__Required task A__: Please rewrite the records below, swapping "purple" for "dark" and leaving everything else untouched.

__Passage given__:

This is the part that needs to change. Instead of processing the request and writing files to disk, we want to pipe file streams to an S3 upload request. So as each file chunk is received, it’s passed through our handler to the S3 upload.

We’ll still return a promise and use formidable to parse the form, but we have to change formidable’s configuration options. We’ll set the fileWriteStreamHandler option to a function called fileWriteStreamHandler that we’ll write shortly.

/** @param {import('formidable').File} file */
function fileWriteStreamHandler(file) {
  // TODO
}
const form = formidable({
  multiples: true,
  fileWriteStreamHandler: fileWriteStreamHandler,
});

Here’s what their documentation says about fileWriteStreamHandler:

options.fileWriteStreamHandler {function} – default null, which by default writes to host machine file system every file parsed; The function should return an instance of a Writable stream that will receive the uploaded file data. With this option, you can have any custom behavior regarding where the uploaded file data will be streamed for. If you are looking to write the file uploaded in other types of cloud storages (AWS S3, Azure blob storage, Google cloud storage) or private file storage, this is the option you’re looking for. When this option is defined the default behavior of writing the file in the host machine file system is lost.

As formidable parses each chunk of data from the request, it will pipe that chunk into the Writable stream that’s returned from this function. So our fileWriteStreamHandler function is where the magic happens.

Before we write the code, let’s understand some things:

This function must return a Writable stream to write each upload chunk to.
It also needs to pipe each chunk of data to an S3 Object Storage.

__Source records__:
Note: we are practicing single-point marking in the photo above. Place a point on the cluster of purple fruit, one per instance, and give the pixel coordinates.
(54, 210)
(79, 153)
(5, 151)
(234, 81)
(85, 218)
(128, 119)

__Required task B__: Carry on the passage about streaming formidable uploads to S3 from its last sentence.

__Result A__:
Note: we are practicing single-point marking in the photo above. Place a point on the cluster of dark fruit, one per instance, and give the pixel coordinates.
(54, 210)
(79, 153)
(5, 151)
(234, 81)
(85, 218)
(128, 119)

__Result B__:
We can use the Upload command from @aws-sdk/lib-storage to create the request.
The request body can be a stream, but it must be a Readable stream, not a Writable stream.
A Passthrough stream can be used as both a Readable and Writable stream.
Each request formidable will parse may contain multiple files, so we may need to track multiple S3 upload requests.
fileWriteStreamHandler receives one parameter of type formidable.File interface with properties like originalFilename, size, mimetype, and more.

OK, now let’s write the code. We’ll start with an Array to store and track all the S3 upload request outside the scope of fileWriteStreamHandler.

Inside fileWriteStreamHandler, we’ll create the Passthrough stream that will serve as both the Readable body of the S3 upload and the Writable return value of this function. We’ll create the Upload request using the S3 libraries, and tell it our bucket name, the object key (which can include folders), the object Content-Type, the Access Control Level for this object, and the Passthrough stream as the request body. We’ll instantiate the request using Upload.done() and add the returned Promise to our tracking Array. We might want to add the response Location property to the file object when the upload completes, so we can use that information later on. Lastly, we’ll return the Passthrough stream from this function:

/** @type {Promise<any>[]} */
const s3Uploads = [];

/** @param {import('formidable').File} file */
function fileWriteStreamHandler(file) {
  const body = new stream.PassThrough();
  const upload = new Upload({
    client: s3Client,
    params: {
      Bucket: 'austins-bucket',
      Key: `files/${file.originalFilename}`,
      ContentType: file.mimetype,
      ACL: 'public-read',
      Body: body,
    },
  });
  const uploadRequest = upload.done().then((response) => {
    file.location = response.Location;
  });
  s3Uploads.push(uploadRequest);
  return body;
}

A couple of things to note:

Key is the name and location the object will exist. It can include folders that will be created if they do not currently exist. If a file exists with the same name and location, it will be overwritten (fine for me today). You can avoid collisions by using hashed names or timestamps.
ContentType is not required, but it’s helpful to include. It allows browsers to create the downloaded response appropriately based on Content-Type.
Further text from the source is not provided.